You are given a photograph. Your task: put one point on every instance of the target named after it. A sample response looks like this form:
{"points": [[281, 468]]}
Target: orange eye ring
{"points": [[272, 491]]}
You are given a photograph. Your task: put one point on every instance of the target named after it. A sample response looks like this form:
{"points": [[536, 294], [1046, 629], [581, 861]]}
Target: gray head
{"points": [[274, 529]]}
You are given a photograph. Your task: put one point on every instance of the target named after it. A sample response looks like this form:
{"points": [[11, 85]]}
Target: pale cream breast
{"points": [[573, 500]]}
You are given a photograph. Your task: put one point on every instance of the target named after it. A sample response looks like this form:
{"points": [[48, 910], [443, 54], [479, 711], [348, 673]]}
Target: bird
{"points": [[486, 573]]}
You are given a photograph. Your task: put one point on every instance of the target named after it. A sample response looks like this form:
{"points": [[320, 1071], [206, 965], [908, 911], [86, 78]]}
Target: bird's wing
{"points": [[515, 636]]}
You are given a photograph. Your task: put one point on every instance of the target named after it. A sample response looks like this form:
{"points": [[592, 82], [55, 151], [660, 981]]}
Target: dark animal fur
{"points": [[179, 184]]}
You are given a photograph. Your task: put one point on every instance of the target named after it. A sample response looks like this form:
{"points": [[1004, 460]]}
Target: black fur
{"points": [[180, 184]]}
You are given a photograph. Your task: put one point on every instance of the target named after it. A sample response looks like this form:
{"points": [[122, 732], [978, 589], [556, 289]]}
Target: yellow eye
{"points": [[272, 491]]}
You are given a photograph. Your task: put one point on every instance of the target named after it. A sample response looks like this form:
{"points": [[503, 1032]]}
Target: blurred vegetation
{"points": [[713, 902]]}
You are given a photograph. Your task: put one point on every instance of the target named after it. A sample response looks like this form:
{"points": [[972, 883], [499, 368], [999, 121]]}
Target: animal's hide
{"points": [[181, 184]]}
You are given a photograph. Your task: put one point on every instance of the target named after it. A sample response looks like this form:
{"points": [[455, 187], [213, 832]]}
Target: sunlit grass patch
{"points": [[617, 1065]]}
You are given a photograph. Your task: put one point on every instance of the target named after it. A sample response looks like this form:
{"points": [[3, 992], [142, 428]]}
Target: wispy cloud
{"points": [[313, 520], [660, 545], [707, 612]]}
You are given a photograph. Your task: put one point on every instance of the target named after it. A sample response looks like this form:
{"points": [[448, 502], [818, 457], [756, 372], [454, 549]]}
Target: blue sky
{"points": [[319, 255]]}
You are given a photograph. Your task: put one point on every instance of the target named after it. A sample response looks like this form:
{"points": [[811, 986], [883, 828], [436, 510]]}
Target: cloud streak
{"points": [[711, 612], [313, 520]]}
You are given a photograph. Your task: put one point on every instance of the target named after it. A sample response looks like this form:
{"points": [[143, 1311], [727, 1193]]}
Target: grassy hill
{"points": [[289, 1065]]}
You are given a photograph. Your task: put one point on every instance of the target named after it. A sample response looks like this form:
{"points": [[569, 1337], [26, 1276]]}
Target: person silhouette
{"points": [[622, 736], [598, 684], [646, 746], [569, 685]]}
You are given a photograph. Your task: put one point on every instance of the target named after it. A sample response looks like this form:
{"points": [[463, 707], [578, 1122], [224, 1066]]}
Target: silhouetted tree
----
### Task item
Output the material verbatim, including every line.

### Worked solution
You are given a photograph. Your task: put one point on every instance of the target named after it. A sample response looks like this form:
{"points": [[281, 468]]}
Target: orange eye ring
{"points": [[272, 491]]}
You are given a photograph. Your task: put one point on every instance of the target named after it. A sample response looks like this form:
{"points": [[536, 294], [1046, 629], [581, 861]]}
Target: gray head
{"points": [[274, 529]]}
You are given a photograph. Your task: put one point on every instance of the target named after it. A sample response looks like this form:
{"points": [[11, 85]]}
Target: pale cream breast
{"points": [[573, 500]]}
You are given a photograph. Your task: put one point on every instance of the target named after it. A sample response looks like this form:
{"points": [[48, 910], [443, 54], [479, 711], [348, 673]]}
Target: bird
{"points": [[486, 573]]}
You are given a photograph. Your task: put one point on every instance of the target named after it. A sample response looks like this form:
{"points": [[320, 1071], [206, 965], [908, 911], [86, 78]]}
Target: bird's wing
{"points": [[515, 636]]}
You are given a photograph. Your task: put one point on every instance of the target named after it. A sample response looks like this form:
{"points": [[592, 82], [55, 151], [660, 981]]}
Target: dark animal fur
{"points": [[179, 184]]}
You are given a photograph. Your task: put one point on every instance of the target named after it. A sample response looks like this form:
{"points": [[1004, 460]]}
Target: black fur
{"points": [[180, 184]]}
You are given a photograph. Your task: put one point on every instance of the target named after it. A sample response looks like this form:
{"points": [[122, 732], [978, 589], [556, 289]]}
Target: yellow eye
{"points": [[272, 491]]}
You are given a photograph. Your task: put one point on every instance of the target named after it. A sample response looks like this form:
{"points": [[503, 1032]]}
Target: blurred vegetation
{"points": [[713, 902]]}
You are given a photograph. Your task: put one point on every instance of the target named after it. A sample response looks like this form:
{"points": [[972, 883], [499, 368], [999, 121]]}
Target: animal's hide
{"points": [[181, 184]]}
You are given a photograph. Your task: put one point on every instance of the target named after it. A sample response looks like this form:
{"points": [[455, 187], [213, 832]]}
Target: sunlit grass patch
{"points": [[617, 1065]]}
You are given a photograph. Your task: put one point on every instance of the target named after it. A sample response looks like this form:
{"points": [[3, 992], [142, 428]]}
Target: wispy cloud
{"points": [[313, 520], [660, 545], [707, 612]]}
You are given a photograph. Your task: put one point on every instance of the target named after it. A sample response looks like this form:
{"points": [[448, 502], [818, 457], [756, 372], [454, 549]]}
Target: blue sky
{"points": [[319, 255]]}
You are given a photograph. Your task: put one point on every instance of the target named after it. A sample response looks like this form:
{"points": [[811, 986], [883, 828], [436, 510]]}
Target: cloud streak
{"points": [[711, 612], [313, 520]]}
You are given a photograph. Your task: put one point on every instance of the target named after it. A sample response looks like this form:
{"points": [[143, 1311], [727, 1193]]}
Target: grassy hill
{"points": [[289, 1065]]}
You are given a photograph. Your task: put one point on every instance of the target named after it. A sample response looks like this form:
{"points": [[569, 1337], [26, 1276]]}
Target: person silhouette
{"points": [[622, 736], [598, 684], [646, 746], [569, 685]]}
You are given a photograph. Your task: put one point on every instance of the target named after it. A sample response looks like this form:
{"points": [[463, 707], [578, 1122], [224, 1066]]}
Target: silhouetted tree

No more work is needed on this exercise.